- _INPUT DATA_:
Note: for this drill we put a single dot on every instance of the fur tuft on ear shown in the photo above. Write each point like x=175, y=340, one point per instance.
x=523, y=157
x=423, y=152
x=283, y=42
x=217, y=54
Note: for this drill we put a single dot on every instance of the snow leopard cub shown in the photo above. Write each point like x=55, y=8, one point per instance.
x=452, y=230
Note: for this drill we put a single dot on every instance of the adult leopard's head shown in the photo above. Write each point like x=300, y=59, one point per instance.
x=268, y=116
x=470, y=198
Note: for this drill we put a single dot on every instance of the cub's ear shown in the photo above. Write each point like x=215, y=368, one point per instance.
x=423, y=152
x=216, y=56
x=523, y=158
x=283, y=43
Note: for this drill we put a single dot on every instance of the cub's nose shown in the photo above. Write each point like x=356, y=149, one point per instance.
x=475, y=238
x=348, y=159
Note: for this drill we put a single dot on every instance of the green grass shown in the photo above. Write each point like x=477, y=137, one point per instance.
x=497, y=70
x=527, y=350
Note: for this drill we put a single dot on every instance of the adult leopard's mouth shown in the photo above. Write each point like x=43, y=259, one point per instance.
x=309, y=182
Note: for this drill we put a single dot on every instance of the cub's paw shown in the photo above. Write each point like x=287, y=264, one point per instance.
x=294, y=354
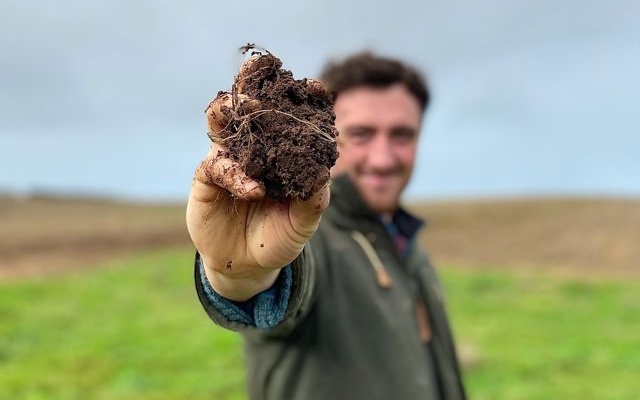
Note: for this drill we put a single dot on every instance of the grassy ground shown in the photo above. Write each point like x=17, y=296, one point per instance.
x=134, y=330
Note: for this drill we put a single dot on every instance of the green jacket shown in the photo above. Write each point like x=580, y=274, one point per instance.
x=345, y=335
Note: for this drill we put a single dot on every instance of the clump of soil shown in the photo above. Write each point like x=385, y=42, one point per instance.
x=286, y=141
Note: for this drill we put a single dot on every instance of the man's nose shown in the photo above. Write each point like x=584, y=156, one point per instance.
x=381, y=153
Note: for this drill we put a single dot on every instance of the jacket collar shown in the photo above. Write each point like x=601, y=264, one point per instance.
x=348, y=209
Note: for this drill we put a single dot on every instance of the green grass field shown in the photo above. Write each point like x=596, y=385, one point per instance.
x=134, y=330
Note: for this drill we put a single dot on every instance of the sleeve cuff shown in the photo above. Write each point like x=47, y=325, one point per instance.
x=263, y=311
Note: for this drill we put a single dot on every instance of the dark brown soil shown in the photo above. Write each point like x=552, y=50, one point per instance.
x=289, y=141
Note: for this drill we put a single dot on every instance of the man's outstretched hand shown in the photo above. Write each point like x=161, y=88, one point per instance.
x=243, y=236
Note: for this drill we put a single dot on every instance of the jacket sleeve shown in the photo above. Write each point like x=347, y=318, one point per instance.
x=274, y=312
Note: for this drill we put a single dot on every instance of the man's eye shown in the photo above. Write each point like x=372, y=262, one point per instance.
x=404, y=136
x=359, y=136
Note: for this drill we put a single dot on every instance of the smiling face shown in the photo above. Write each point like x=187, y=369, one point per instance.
x=378, y=139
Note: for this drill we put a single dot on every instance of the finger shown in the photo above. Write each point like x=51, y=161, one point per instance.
x=218, y=170
x=305, y=214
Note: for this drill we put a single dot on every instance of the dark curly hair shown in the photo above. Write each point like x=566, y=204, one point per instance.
x=367, y=69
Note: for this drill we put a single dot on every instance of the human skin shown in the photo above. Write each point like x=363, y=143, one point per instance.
x=379, y=130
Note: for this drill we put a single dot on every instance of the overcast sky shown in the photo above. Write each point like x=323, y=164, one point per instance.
x=530, y=97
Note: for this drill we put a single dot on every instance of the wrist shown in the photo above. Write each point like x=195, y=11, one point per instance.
x=241, y=286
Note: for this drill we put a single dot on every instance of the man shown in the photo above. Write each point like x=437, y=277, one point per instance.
x=347, y=307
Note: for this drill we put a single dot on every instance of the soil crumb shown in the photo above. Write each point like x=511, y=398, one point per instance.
x=287, y=139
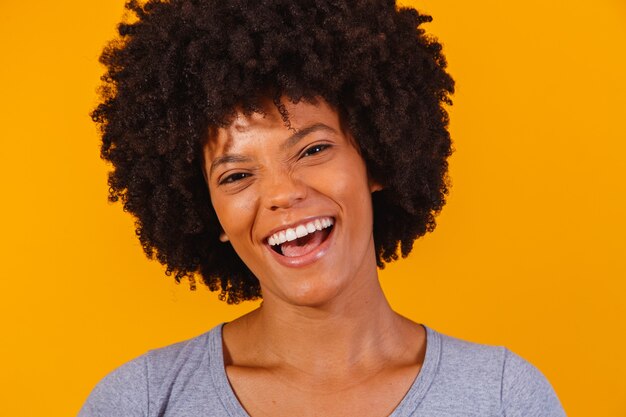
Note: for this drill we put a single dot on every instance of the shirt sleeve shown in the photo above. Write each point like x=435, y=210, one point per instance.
x=525, y=390
x=122, y=393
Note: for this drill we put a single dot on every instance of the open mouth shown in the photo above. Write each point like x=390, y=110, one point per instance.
x=303, y=239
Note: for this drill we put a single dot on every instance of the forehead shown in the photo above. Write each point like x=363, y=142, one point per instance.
x=243, y=127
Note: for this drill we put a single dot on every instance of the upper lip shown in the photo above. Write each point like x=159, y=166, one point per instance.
x=294, y=225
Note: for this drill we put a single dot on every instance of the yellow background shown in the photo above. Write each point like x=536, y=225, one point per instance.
x=529, y=252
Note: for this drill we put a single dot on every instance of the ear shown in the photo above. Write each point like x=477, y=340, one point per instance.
x=374, y=185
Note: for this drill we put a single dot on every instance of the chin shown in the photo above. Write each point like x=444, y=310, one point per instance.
x=310, y=294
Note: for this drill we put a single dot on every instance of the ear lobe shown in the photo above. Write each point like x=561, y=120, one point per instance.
x=375, y=186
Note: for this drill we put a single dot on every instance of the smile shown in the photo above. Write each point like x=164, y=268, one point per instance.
x=302, y=243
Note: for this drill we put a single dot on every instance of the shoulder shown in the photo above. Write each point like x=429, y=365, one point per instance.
x=526, y=391
x=132, y=388
x=495, y=378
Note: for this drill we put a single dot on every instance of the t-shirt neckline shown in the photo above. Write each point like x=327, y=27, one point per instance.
x=405, y=408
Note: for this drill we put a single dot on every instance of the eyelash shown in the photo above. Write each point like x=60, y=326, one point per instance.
x=234, y=178
x=238, y=176
x=320, y=146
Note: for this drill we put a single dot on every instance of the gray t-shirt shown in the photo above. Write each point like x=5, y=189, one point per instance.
x=458, y=378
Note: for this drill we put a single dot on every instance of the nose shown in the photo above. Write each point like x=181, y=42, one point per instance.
x=283, y=191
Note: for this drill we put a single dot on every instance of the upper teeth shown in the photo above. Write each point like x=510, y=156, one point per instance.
x=290, y=234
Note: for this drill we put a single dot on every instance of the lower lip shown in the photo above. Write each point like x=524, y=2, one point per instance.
x=304, y=260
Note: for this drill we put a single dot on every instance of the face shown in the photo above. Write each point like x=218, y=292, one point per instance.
x=294, y=203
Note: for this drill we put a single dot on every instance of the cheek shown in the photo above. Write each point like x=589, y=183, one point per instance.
x=234, y=214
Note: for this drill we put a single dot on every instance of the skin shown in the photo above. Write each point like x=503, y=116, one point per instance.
x=325, y=341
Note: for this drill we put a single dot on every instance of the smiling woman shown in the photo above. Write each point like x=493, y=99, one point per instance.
x=286, y=150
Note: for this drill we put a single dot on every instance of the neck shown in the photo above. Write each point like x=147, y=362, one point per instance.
x=358, y=331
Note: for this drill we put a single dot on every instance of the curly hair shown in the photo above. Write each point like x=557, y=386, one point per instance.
x=182, y=66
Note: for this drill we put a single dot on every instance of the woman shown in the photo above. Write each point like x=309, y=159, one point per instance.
x=285, y=150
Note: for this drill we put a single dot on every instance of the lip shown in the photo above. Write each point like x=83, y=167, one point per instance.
x=294, y=224
x=309, y=258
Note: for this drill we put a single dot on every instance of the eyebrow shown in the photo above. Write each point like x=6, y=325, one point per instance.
x=291, y=141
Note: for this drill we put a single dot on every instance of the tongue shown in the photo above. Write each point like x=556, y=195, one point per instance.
x=303, y=245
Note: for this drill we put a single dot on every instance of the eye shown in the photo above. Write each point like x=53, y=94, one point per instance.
x=234, y=178
x=312, y=150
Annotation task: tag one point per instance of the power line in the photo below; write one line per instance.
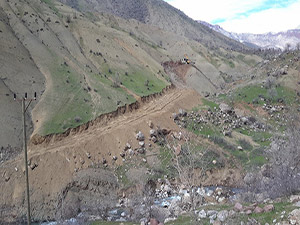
(23, 100)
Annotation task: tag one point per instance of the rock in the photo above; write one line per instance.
(151, 125)
(153, 133)
(238, 207)
(221, 199)
(202, 214)
(140, 136)
(177, 150)
(294, 198)
(294, 216)
(222, 215)
(217, 223)
(297, 204)
(248, 212)
(169, 220)
(175, 116)
(131, 152)
(212, 214)
(154, 139)
(258, 210)
(127, 146)
(269, 208)
(225, 108)
(141, 150)
(153, 221)
(182, 112)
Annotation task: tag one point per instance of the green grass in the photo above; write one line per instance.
(249, 93)
(212, 105)
(71, 97)
(264, 218)
(121, 174)
(113, 223)
(166, 163)
(182, 220)
(51, 6)
(66, 101)
(135, 81)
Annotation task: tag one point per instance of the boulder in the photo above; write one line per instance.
(269, 208)
(154, 221)
(258, 210)
(225, 108)
(248, 212)
(140, 136)
(238, 207)
(294, 216)
(202, 214)
(294, 198)
(153, 133)
(222, 215)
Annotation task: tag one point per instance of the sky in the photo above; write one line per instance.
(244, 16)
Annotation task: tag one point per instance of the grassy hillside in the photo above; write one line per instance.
(93, 63)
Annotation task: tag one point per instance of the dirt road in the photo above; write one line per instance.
(54, 164)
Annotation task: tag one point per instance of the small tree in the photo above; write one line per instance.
(287, 47)
(191, 165)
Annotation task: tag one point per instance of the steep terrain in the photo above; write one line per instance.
(280, 40)
(102, 71)
(95, 63)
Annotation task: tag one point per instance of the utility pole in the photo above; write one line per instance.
(24, 109)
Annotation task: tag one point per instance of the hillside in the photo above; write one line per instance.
(160, 14)
(125, 129)
(270, 40)
(95, 63)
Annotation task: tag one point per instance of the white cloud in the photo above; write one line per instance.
(274, 20)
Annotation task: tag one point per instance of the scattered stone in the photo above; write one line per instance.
(88, 155)
(140, 136)
(151, 125)
(142, 144)
(258, 210)
(182, 112)
(248, 212)
(153, 133)
(153, 221)
(222, 215)
(225, 108)
(269, 208)
(202, 214)
(294, 217)
(238, 207)
(294, 198)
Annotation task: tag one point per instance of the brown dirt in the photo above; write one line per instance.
(57, 161)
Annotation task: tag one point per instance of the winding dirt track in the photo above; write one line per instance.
(56, 162)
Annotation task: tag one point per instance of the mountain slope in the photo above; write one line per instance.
(84, 65)
(160, 14)
(268, 40)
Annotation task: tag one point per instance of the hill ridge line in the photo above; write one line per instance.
(101, 119)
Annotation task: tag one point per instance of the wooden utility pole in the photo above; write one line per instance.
(24, 109)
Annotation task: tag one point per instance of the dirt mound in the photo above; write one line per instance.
(55, 165)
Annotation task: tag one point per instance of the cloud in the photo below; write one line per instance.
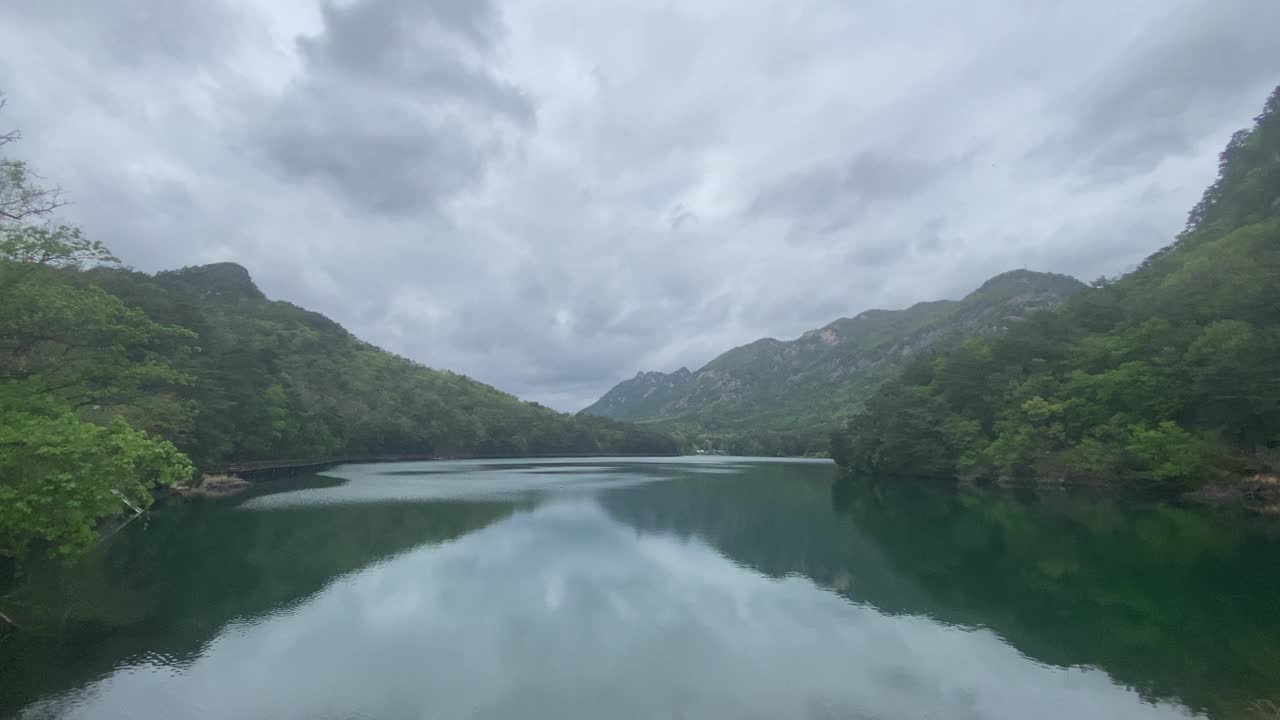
(394, 109)
(556, 194)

- _PROMPT_:
Exactly restate the lines from the one holding "Annotation task: tag one point per instance of the cloud" to the final line of the records above, including both and excluding pictures.

- _OUTPUT FOR THIS EXERCISE_:
Annotation task: tag one point per instance of the cloud in the photo below; write one line per instance.
(394, 109)
(556, 194)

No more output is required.